Records excerpted from a collection
:::::
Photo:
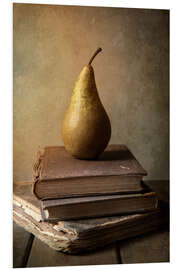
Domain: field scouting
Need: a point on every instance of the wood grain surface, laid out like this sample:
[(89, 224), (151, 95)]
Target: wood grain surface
[(42, 255)]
:::::
Task directions =
If an entry holds a picture, skip the picture and print the rest of the data exactly.

Expected answer =
Photo:
Domain: field scouting
Need: a point on every instance of the wood grain surface, laid out like this sample:
[(89, 224), (151, 95)]
Target: wood grain surface
[(42, 255)]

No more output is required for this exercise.